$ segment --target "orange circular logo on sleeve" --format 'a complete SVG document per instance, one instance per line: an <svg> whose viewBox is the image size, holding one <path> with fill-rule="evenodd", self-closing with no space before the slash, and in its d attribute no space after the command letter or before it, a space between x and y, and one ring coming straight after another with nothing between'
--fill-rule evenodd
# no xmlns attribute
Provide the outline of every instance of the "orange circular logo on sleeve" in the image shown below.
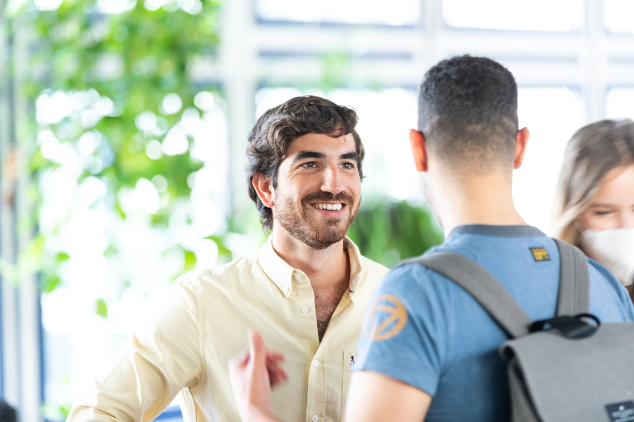
<svg viewBox="0 0 634 422"><path fill-rule="evenodd" d="M365 334L375 342L391 338L407 323L407 311L401 301L392 295L381 295L372 306Z"/></svg>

══════

Lay out the records above as a two-column CSV with the header row input,output. Give one row per record, with its text in the input field and its answer in the output field. Enclose each field in quotation marks, replace line breaks with spaces, and leave out the pictures.

input,output
"$ segment --target ""orange circular logo on sleeve"" --format 'a complete SVG document per instance, one instance per line: an <svg> whose viewBox is the image size, holding one <path> with fill-rule=""evenodd"", self-closing with no space before the slash, and in its d attribute no space after the command letter or before it, a space between x and y, and one ring coming straight after another with nothing between' --fill-rule evenodd # no xmlns attribute Provide the outline of every instance of the ""orange circular logo on sleeve"" in the image shown below.","<svg viewBox=""0 0 634 422""><path fill-rule=""evenodd"" d=""M365 334L375 342L391 338L407 323L407 311L401 301L392 295L381 295L372 306Z""/></svg>"